#### WHAT TO WORK ON
All of the data must be returned word for word.

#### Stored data
+--
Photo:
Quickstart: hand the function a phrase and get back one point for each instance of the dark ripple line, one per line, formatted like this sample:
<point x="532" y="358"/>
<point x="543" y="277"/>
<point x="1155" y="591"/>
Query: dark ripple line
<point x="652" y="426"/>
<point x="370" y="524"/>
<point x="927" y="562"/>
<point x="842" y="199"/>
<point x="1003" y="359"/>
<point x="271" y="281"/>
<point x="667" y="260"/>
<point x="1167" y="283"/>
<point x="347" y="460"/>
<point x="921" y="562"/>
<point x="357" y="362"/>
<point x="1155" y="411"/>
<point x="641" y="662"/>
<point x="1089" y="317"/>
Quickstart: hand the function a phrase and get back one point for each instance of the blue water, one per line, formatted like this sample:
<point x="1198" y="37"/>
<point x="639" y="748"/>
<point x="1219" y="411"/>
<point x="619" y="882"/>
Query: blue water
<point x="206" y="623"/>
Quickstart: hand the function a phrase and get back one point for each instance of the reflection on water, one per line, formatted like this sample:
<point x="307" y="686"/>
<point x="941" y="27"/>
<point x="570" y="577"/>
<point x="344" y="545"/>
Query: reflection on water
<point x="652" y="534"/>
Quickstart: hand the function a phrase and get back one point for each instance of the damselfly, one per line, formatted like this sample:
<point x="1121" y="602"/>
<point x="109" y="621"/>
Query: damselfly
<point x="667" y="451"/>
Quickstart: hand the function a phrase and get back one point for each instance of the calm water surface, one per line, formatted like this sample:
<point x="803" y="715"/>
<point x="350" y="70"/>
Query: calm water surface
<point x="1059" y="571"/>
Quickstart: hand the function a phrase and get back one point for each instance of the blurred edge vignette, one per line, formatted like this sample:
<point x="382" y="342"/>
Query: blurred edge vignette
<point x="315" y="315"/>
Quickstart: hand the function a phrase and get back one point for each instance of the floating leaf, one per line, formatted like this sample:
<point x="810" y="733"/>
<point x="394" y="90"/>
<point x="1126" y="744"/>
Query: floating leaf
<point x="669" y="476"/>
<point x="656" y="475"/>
+--
#### EXERCISE SOLUTION
Photo:
Quickstart: hand the function a phrase and get back one point for each instance of the dark ripple line, one per line, formatted like this sample:
<point x="532" y="358"/>
<point x="543" y="277"/>
<point x="1155" y="591"/>
Query: dark ripple line
<point x="652" y="426"/>
<point x="370" y="524"/>
<point x="927" y="562"/>
<point x="842" y="199"/>
<point x="1003" y="359"/>
<point x="271" y="281"/>
<point x="667" y="260"/>
<point x="1167" y="283"/>
<point x="347" y="460"/>
<point x="921" y="562"/>
<point x="357" y="362"/>
<point x="1155" y="411"/>
<point x="641" y="662"/>
<point x="1089" y="317"/>
Quickstart: hand the function a phrase and get back one point for each instance of the blue water, one per line, formatted like this sample:
<point x="1198" y="37"/>
<point x="639" y="748"/>
<point x="1219" y="411"/>
<point x="619" y="882"/>
Query: blue water
<point x="206" y="623"/>
Quickstart: hand the function a phrase and get back one point for each instance of the reflection on water, one per line, formatted like this sample:
<point x="307" y="686"/>
<point x="941" y="27"/>
<point x="570" y="577"/>
<point x="344" y="545"/>
Query: reflection on water
<point x="652" y="534"/>
Quickstart: hand the function a phrase and get back one point for each instance of the damselfly, one per line, formatted like this sample:
<point x="1121" y="602"/>
<point x="109" y="621"/>
Query: damselfly
<point x="667" y="451"/>
Quickstart: hand the function a phrase and get back one point for each instance of the calm water surface, one per line, formatted like this sample:
<point x="803" y="715"/>
<point x="350" y="70"/>
Query: calm water surface
<point x="1059" y="571"/>
Quickstart: hand the function a phrase and get back one point for each instance of the blurred edge vignette, one per line, formatted like this sample:
<point x="382" y="342"/>
Query: blurred edge vignette
<point x="315" y="315"/>
Quickstart: hand the function a phrase and get back one point for each instance of the floating leaf, one per line, formatted like this sample:
<point x="810" y="733"/>
<point x="394" y="90"/>
<point x="1126" y="744"/>
Query: floating leaf
<point x="669" y="476"/>
<point x="656" y="475"/>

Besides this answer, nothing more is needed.